### WHAT IS ASKED
Copy every line of the records below, requests included, and shift each x and y coordinate in the answers by -6.
**********
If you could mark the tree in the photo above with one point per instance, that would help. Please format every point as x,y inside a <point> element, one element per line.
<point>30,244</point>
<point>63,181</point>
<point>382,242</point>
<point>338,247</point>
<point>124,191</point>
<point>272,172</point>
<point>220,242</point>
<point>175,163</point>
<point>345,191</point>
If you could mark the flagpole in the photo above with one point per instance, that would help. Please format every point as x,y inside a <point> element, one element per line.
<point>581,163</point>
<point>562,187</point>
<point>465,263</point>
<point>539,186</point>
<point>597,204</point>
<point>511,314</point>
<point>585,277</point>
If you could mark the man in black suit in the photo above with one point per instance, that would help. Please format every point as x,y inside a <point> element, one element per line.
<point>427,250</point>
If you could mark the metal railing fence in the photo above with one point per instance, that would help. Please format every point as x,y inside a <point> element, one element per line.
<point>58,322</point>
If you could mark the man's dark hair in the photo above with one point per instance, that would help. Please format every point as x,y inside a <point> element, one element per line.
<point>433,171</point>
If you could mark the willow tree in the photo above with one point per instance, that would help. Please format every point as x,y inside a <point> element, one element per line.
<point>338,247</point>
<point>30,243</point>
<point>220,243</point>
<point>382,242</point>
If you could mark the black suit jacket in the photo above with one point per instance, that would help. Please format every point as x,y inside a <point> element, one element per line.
**********
### CORRECT OUTPUT
If you could mark the tree in the photo above with one point per instance, that would help. Please format every point as x,y inside a <point> element, one element per line.
<point>24,238</point>
<point>57,175</point>
<point>376,236</point>
<point>332,241</point>
<point>118,185</point>
<point>266,166</point>
<point>214,236</point>
<point>169,157</point>
<point>339,185</point>
If you could mark the flagpole in the photo above with one point per instance, that would help. Please format every point as x,y inside a <point> element, one element per line.
<point>575,157</point>
<point>556,181</point>
<point>459,257</point>
<point>533,180</point>
<point>591,198</point>
<point>505,308</point>
<point>579,271</point>
If you could mark the man in black suit in the photo above with one point per instance, that would help. Please format every point as x,y inside a <point> element, one element per line.
<point>421,244</point>
If you could mark the metal railing fence in the photo above with one point per instance, that would help. Please format every point as x,y inside a <point> element, one element per line.
<point>52,316</point>
If you could mark the man's dark hair in the photo above with one point per instance, that would help. Please format every point as x,y inside a <point> element, one element per line.
<point>427,165</point>
If you could mark the willow tree in the photo above with one point per instance, that would help. Please format every point as x,y inside a <point> element, one element per line.
<point>332,241</point>
<point>24,237</point>
<point>214,237</point>
<point>376,236</point>
If you could mark the black suit jacket in the photo above with one point per instance, that would help. Please format every point as x,y inside a <point> element, one element per line.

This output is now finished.